◆ TASK ◆
Copy out every line of the listing below word for word, omitting the pictures.

◆ DATA SECTION ◆
◇ ◇ ◇ ◇ ◇
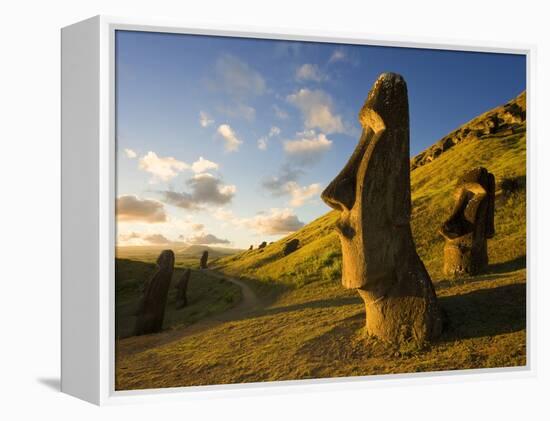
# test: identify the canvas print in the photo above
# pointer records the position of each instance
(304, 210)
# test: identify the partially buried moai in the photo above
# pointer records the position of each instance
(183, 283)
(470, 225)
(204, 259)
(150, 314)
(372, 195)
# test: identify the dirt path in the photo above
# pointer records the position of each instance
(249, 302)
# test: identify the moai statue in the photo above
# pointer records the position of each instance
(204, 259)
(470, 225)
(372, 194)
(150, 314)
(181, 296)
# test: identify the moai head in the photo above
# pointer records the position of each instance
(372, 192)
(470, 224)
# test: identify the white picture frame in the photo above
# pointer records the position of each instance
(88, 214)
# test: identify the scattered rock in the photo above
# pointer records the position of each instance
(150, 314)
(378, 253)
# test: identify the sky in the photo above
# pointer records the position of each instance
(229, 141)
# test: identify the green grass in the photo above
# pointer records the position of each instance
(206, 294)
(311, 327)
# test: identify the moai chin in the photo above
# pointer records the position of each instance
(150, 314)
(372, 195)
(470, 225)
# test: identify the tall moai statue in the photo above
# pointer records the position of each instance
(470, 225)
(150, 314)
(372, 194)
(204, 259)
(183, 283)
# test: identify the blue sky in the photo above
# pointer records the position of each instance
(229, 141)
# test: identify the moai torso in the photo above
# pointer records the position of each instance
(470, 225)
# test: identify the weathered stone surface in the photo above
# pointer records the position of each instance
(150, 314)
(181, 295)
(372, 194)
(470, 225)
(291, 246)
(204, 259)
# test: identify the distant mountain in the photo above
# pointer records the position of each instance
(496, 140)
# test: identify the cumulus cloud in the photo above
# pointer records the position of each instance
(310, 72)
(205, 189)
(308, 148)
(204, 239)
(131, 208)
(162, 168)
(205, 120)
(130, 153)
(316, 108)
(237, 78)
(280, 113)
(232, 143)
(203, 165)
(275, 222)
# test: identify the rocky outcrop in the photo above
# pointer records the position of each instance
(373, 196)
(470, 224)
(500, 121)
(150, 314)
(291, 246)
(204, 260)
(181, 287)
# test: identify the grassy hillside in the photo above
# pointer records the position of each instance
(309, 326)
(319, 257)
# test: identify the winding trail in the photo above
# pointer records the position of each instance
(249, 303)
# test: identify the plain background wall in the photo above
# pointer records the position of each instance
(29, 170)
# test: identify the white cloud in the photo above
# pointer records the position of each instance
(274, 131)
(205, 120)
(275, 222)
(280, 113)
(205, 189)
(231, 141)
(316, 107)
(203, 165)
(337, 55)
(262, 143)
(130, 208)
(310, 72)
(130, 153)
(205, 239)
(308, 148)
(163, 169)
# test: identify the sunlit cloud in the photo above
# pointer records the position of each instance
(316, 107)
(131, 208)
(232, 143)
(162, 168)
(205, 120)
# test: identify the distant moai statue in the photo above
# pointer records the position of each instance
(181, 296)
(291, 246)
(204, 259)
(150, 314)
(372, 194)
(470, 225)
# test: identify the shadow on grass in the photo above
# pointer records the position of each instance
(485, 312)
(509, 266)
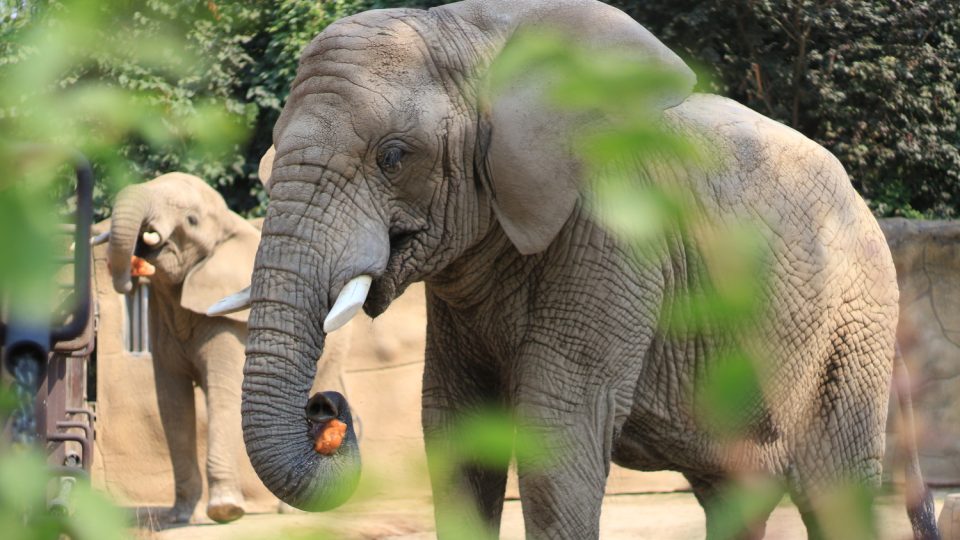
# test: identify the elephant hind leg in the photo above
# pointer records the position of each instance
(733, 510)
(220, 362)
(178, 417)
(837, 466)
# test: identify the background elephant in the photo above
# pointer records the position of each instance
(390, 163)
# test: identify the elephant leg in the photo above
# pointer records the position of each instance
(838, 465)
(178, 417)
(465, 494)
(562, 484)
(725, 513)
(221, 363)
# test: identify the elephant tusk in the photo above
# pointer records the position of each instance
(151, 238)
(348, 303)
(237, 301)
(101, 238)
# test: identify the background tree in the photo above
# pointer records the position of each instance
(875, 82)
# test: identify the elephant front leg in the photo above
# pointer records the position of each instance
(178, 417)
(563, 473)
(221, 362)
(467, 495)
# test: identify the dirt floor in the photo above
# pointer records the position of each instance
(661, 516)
◇ ◇ ◇ ◇ ◇
◆ SOLUTION TO THE PROBLEM ◆
# test: identify the canvas print in the photo above
# pointer records the position of each instance
(304, 210)
# test: identify the partially buried moai in the photo above
# pointer records the position of each instance
(183, 283)
(470, 225)
(204, 259)
(150, 314)
(372, 195)
# test: identify the dirt path in the photo above
# pointer records the position of each instance
(249, 302)
# test: identify the moai statue in the photo above
# pointer records the position of each instance
(204, 259)
(470, 225)
(372, 194)
(150, 314)
(181, 296)
# test: identify the moai head in the photo above
# pointer records the position of each instance
(372, 192)
(470, 224)
# test: identify the white picture frame in the photo above
# pointer records the position of each instance
(88, 214)
# test: identify the scattered rock in the photo above
# pointer records the position of each instance
(150, 314)
(378, 253)
# test: identify the sky in the photo above
# pointer records the position of each instance
(229, 141)
# test: identify the green grass in the photo above
# pointer records the position of each instance
(206, 294)
(311, 327)
# test: identify the moai chin in the photo above
# pointer records the position of each instance
(150, 314)
(372, 195)
(470, 225)
# test: identify the tall moai statue in the photo above
# pointer records the position of each instance
(470, 225)
(150, 314)
(372, 194)
(204, 259)
(183, 283)
# test: identify the blue sky in the photo above
# pointer records the position of each instance
(229, 141)
# test: identify the moai torso in the photo above
# pointer records the position of each instance
(470, 225)
# test: identify the weathered stone surface in the photo above
# pointer records the position of each instance
(150, 314)
(181, 295)
(372, 194)
(470, 225)
(291, 246)
(204, 259)
# test: identify the distant mountain in the photo above
# pointer records the position of each instance
(496, 140)
# test: identify the cumulus cloud in the photo above
# pointer records the position of each instance
(310, 72)
(205, 189)
(308, 148)
(204, 239)
(131, 208)
(162, 168)
(205, 120)
(130, 153)
(316, 108)
(237, 78)
(280, 113)
(232, 143)
(203, 165)
(275, 222)
# test: identify the rocky outcrop in the photo above
# pointer records the position of each instance
(373, 196)
(470, 224)
(500, 121)
(150, 314)
(291, 246)
(204, 260)
(181, 287)
# test: identify the grassy hillside in the photo above
# pointer records the position of each instance
(309, 326)
(319, 257)
# test: identify the winding trail in the photo above
# pointer records the position of each instance
(249, 303)
# test: identify the plain background wall in the photo above
# pointer records the position of each instance
(29, 170)
# test: identify the white cloud in the photo above
# pointer records the position of each instance
(274, 131)
(205, 120)
(275, 222)
(280, 113)
(205, 189)
(231, 141)
(316, 107)
(203, 165)
(337, 55)
(262, 143)
(130, 208)
(310, 72)
(130, 153)
(205, 239)
(308, 148)
(163, 169)
# test: identify the sunlit cloud in the photo above
# pointer records the position of each instance
(316, 107)
(131, 208)
(232, 143)
(162, 168)
(205, 120)
# test: identify the distant moai statue in the photo above
# pointer records the position of each instance
(181, 296)
(291, 246)
(204, 259)
(150, 314)
(372, 194)
(470, 225)
# test: identify the shadow on grass in the photo above
# pointer records the position of each instance
(485, 312)
(509, 266)
# test: identify the elephant hind leg in the photo above
# pointer records the position of each instance
(733, 510)
(220, 362)
(178, 417)
(837, 466)
# test: identify the background elephant in the photo above
# pointer records the position of each instance
(390, 163)
# test: identify the elephant leg in the photo above
# pointer records the position of each instance
(838, 465)
(178, 417)
(465, 494)
(562, 484)
(725, 513)
(221, 363)
# test: identify the elephant tusk in the photo above
# pointer records the position of each instance
(151, 238)
(348, 303)
(237, 301)
(101, 238)
# test: identify the background tree in the photo above
# pointer records the position of each instance
(875, 82)
# test: identify the elephant front leg in the photo above
# pointer records the position of each instance
(178, 417)
(563, 473)
(221, 362)
(467, 495)
# test: identify the dirt floor in the photo above
# pointer records the position of each instance
(661, 516)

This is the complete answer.